___ DOCUMENT SECTION ___

Well that's a lot better!  And all of the sudden, the output from "cat /proc/net/bonding/bond0" shows healthy data.  And my vQFX's see LACP from the server.  Rolling back the vQFX configs to drop the "force-up" change, it all still works.  Flawless!  I've been running Ping, SSH, SCP, etc. without issue ever since.  And I can even see the various sessions being load-balanced across the child links in the bonded interface!

So there you have it.  While literally nothing else cares about the speed and duplex settings reported out by ethtool, LACP cares.  And without real data to indicate that the links are up, Linux will not do any LACP processing.  And if you want to build your own EVPN multi-homing POC on KVM, remember these important points:

  1. You will need to build your own kernel to tweak the BR_GROUPFWD_RESTRICTED define so that you can manipulate the lower three bits in the group_fwd_mask.
  2. Running that kernel, you will need to write a value to the group_fwd_mask for the correct Linux bridge that directs it to forward LACP.  Do this with great care, as there is a reason why 802.1D bridges do not forward this traffic by default.  Best to ensure that the switch in question only has two connected devices/interfaces -- the ones at each end of your virtual wire.
  3. You will also need to be sure that the virtual network interface you use on your virtual Linux hosts properly reports interface state in ethtool.  In my case, virtio did not, but e1000 did.


Happy hacking!

___ EXTRACTED RECORDS ___

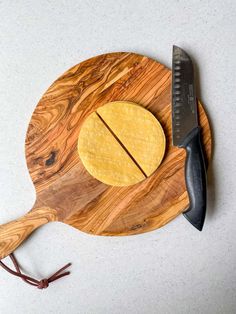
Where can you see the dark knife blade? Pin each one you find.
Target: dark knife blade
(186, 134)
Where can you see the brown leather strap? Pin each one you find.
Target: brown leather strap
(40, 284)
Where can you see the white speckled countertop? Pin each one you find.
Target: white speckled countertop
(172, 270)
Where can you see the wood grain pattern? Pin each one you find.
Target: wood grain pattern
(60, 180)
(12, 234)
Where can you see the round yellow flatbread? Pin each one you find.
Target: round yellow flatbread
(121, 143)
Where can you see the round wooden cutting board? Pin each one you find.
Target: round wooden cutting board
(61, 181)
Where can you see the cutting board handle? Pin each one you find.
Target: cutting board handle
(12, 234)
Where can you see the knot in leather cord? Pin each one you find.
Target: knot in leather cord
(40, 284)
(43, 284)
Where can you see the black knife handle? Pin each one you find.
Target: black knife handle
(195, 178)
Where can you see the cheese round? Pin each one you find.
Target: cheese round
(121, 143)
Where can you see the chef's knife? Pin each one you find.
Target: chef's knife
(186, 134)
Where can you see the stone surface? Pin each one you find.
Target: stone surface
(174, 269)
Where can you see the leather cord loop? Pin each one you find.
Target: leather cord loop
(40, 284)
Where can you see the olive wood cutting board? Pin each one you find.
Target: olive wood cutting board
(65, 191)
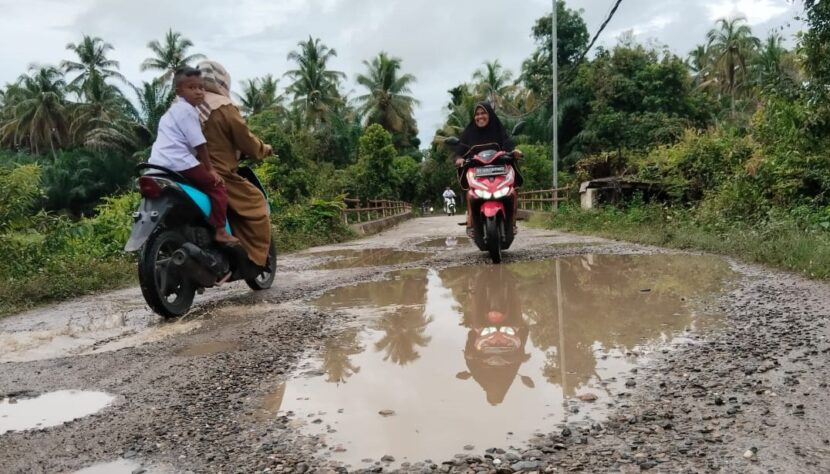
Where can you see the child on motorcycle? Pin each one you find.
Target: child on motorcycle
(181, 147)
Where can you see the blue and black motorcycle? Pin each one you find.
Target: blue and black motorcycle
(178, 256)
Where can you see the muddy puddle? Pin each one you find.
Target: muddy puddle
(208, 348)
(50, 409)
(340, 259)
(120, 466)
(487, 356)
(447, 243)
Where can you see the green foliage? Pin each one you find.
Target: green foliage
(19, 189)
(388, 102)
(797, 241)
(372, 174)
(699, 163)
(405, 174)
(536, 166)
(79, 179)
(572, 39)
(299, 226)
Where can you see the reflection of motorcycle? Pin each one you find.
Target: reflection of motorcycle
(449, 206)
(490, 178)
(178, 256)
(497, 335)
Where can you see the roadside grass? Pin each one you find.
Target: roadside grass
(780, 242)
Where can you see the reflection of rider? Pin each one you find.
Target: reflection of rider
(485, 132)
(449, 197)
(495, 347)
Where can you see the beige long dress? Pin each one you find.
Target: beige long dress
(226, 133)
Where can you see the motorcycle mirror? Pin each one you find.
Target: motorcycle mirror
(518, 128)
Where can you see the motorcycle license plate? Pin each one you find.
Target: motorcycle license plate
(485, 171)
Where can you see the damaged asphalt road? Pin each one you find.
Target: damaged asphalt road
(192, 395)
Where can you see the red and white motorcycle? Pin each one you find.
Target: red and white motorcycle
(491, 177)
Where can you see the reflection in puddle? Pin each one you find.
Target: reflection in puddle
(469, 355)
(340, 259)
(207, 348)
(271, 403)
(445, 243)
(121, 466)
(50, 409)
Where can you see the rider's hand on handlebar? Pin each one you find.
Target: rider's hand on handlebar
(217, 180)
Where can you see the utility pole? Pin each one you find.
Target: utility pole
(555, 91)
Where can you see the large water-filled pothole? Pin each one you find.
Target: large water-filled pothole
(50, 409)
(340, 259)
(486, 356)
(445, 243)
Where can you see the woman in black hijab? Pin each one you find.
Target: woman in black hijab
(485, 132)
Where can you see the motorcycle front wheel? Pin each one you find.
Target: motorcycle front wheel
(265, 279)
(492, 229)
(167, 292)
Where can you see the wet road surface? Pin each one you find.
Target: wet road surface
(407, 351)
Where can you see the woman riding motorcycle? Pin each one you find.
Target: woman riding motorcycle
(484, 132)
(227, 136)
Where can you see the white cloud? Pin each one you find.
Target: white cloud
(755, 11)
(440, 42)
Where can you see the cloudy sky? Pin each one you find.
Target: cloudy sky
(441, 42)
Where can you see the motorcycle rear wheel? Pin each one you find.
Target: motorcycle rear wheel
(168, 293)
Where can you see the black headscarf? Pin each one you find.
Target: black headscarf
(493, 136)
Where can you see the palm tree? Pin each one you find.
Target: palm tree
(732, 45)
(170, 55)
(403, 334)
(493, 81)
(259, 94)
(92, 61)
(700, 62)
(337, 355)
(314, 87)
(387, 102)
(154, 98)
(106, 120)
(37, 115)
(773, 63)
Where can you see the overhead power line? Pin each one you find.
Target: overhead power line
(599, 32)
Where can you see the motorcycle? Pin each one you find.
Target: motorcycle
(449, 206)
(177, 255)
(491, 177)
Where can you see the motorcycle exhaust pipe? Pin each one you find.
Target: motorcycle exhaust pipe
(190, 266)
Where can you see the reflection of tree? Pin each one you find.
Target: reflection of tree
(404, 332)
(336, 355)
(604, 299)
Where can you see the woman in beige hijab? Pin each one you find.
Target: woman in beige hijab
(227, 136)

___

* WORK TO DO *
[A] Answer these questions using the text on LACP in a virtual lab:
(i) Without real data indicating that the links are up, what will Linux not do?
(ii) Which define must be tweaked in a self-built kernel?
(iii) Which virtual network interface properly reported interface state in ethtool in the author's case?
Mark your answers (i), (ii), (iii).
[B] From the text on LACP in a virtual lab, write out the passage starting with "So there you" and going on through "bits in the group_fwd_mask.".

* PER-TASK ANSWERS *
[A]
(i) Linux will not do any LACP processing.
(ii) BR_GROUPFWD_RESTRICTED
(iii) e1000

[B]
So there you have it.  While literally nothing else cares about the speed and duplex settings reported out by ethtool, LACP cares.  And without real data to indicate that the links are up, Linux will not do any LACP processing.  And if you want to build your own EVPN multi-homing POC on KVM, remember these important points:

  1. You will need to build your own kernel to tweak the BR_GROUPFWD_RESTRICTED define so that you can manipulate the lower three bits in the group_fwd_mask.